→ 本文:
----------------

そして、人との出会いは、とても大切です。私の場合はやはり、やまなみ工房の山下施設長との出会いが、大きな一歩になりました。2011年の大震災の後、自分のデザインスキルをもっと身近な課題解決に繋げたいと考え、PR-yを発足し、障害者施設をいくつか訪問しました。その中で出会ったやまなみ工房の山下施設長は『障害者アートのあり方や、福祉業界の実情をなんとかしたい』という強い想いを持たれていた。そこが、私たちが深く共鳴し合えた部分でした。」

作る人と広める人、同じ思いを持った最強のタッグができたとき、広くインパクトを与えるうねりとなる。PR-yがそのうねりを生み出し始めた瞬間のストーリーを聞き、鳥肌が立つような思いになった。

 

■PR-yの活動を、目撃しよう。

 

関西圏にお住いのcococolor読者にはぜひ、8月24日(土)~25日(日)に京都市烏丸御池のしまだいギャラリーで行われる、「DISTORTION3」の展示・受注会にお運びいただきたい。2020年春夏物の新作コレクションアイテムに加え、シリーズの写真集・書籍・DVDも購入することができる。

また、公開から1年以上たった映画「地蔵とリビドー」は、観た人の評判が評判を呼び、今も全国で上映されている。京都でもこの週末、8月24日(土)~30日(金)京都シネマにてアンコール上映が行われる。この機会に、PR-yの世界観に触れ、視線のゆがみを知り、やまなみ工房のアートの力に圧倒される、特別な週末を過ごされてはいかがだろう。

----------------

→ データ一覧:

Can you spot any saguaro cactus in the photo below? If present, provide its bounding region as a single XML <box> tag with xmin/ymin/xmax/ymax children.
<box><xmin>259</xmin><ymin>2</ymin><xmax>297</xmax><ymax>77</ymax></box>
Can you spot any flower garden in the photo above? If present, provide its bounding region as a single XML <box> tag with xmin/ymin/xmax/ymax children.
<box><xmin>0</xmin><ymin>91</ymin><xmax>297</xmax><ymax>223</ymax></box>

----------------

→ 課題内容:
本文の「また、公開から1年以上たった」から「を過ごされてはいかがだろう。」までを、「アンコール上映」を「再上映」に置き換えて修正してください。 一覧は本文とは別の資料です。

→ 解答:
また、公開から1年以上たった映画「地蔵とリビドー」は、観た人の評判が評判を呼び、今も全国で上映されている。京都でもこの週末、8月24日(土)~30日(金)京都シネマにて再上映が行われる。この機会に、PR-yの世界観に触れ、視線のゆがみを知り、やまなみ工房のアートの力に圧倒される、特別な週末を過ごされてはいかがだろう。